[improvement](scan) avoid too many scanners for file scan node (#25727)

In previous, when using file scan node(eq, querying hive table), the max number of scanner for each scan node will be the `doris_scanner_thread_pool_thread_num`(default is 48). And if the query parallelism is N, the total number of scanner would be 48 * N, which is too many. In this PR, I change the logic, the max number of scanner for each scan node will be the `doris_scanner_thread_pool_thread_num / query parallelism`. So that the total number of scanners will be up to `doris_scanner_thread_pool_thread_num`. Reduce the number of scanner can significantly reduce the memory usage of query.
2023-10-29 17:41:31 +08:00
parent 99b45e1938
commit e20cab64f4
35 changed files with 83 additions and 50 deletions
--- a/be/src/exec/exec_node.cpp
+++ b/be/src/exec/exec_node.cpp
@ -213,8 +213,6 @@ Status ExecNode::close(RuntimeState* state) {
                  << " already closed";
        return Status::OK();
    }
-    LOG(INFO) << "query= " << print_id(state->query_id())
-              << " fragment_instance_id=" << print_id(state->fragment_instance_id()) << " closed";
    _is_closed = true;

    Status result;
@ -228,6 +226,9 @@ Status ExecNode::close(RuntimeState* state) {
        _peak_memory_usage_counter->set(_mem_tracker->peak_consumption());
    }
    release_resource(state);
+    LOG(INFO) << "query= " << print_id(state->query_id())
+              << ", fragment_instance_id=" << print_id(state->fragment_instance_id())
+              << ", id=" << _id << " type=" << print_plan_node_type(_type) << " closed";
    return result;
 }

§ **Source records**:
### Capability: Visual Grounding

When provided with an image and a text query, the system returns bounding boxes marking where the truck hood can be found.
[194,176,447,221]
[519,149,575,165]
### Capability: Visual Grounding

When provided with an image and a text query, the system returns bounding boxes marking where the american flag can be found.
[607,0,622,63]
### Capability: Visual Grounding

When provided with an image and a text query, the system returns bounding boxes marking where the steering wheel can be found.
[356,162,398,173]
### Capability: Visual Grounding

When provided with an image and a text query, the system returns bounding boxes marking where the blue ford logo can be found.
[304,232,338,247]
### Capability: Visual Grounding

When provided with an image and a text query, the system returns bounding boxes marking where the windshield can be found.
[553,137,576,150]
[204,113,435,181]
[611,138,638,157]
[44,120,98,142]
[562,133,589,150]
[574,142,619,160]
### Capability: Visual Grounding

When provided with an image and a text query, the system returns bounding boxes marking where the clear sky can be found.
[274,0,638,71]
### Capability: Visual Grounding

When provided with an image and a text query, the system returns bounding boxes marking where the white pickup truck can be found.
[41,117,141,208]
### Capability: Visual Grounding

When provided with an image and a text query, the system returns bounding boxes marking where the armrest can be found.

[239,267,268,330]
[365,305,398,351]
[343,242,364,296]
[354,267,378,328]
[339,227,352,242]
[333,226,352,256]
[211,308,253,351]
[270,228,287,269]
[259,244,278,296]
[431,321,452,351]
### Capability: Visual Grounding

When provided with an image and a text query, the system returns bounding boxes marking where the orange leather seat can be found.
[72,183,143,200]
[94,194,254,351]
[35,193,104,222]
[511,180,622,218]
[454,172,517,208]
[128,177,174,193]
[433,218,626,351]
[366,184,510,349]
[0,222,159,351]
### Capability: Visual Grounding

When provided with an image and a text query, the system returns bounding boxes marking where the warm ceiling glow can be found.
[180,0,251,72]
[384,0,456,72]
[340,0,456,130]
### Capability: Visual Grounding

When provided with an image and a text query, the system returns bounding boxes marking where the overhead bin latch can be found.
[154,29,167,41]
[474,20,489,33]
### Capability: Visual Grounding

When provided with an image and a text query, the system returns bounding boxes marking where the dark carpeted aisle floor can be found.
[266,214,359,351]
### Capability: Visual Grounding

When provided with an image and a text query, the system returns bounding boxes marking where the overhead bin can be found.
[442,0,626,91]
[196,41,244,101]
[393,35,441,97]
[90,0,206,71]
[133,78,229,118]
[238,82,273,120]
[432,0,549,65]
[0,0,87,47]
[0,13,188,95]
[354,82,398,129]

§ **Work to do**:
1/ Using the commit text, explain in one to three sentences why the per-node scanner limit was changed to the thread pool size divided by query parallelism.
2/ Give everything in the records from the start down to the line containing "[574,142,619,160]", including that line, as a JSON list of strings with one string per line and blank lines left out.

§ **Written answers**:
1/ Under the old limit, each file scan node could have up to `doris_scanner_thread_pool_thread_num` scanners (48 by default). With a query parallelism of N, that allowed 48 * N scanners in total, which was too many. Dividing the limit by the parallelism keeps the total at `doris_scanner_thread_pool_thread_num` or below, and fewer scanners significantly reduce the query's memory usage.

2/
[
  "### Capability: Visual Grounding",
  "When provided with an image and a text query, the system returns bounding boxes marking where the truck hood can be found.",
  "[194,176,447,221]",
  "[519,149,575,165]",
  "### Capability: Visual Grounding",
  "When provided with an image and a text query, the system returns bounding boxes marking where the american flag can be found.",
  "[607,0,622,63]",
  "### Capability: Visual Grounding",
  "When provided with an image and a text query, the system returns bounding boxes marking where the steering wheel can be found.",
  "[356,162,398,173]",
  "### Capability: Visual Grounding",
  "When provided with an image and a text query, the system returns bounding boxes marking where the blue ford logo can be found.",
  "[304,232,338,247]",
  "### Capability: Visual Grounding",
  "When provided with an image and a text query, the system returns bounding boxes marking where the windshield can be found.",
  "[553,137,576,150]",
  "[204,113,435,181]",
  "[611,138,638,157]",
  "[44,120,98,142]",
  "[562,133,589,150]",
  "[574,142,619,160]"
]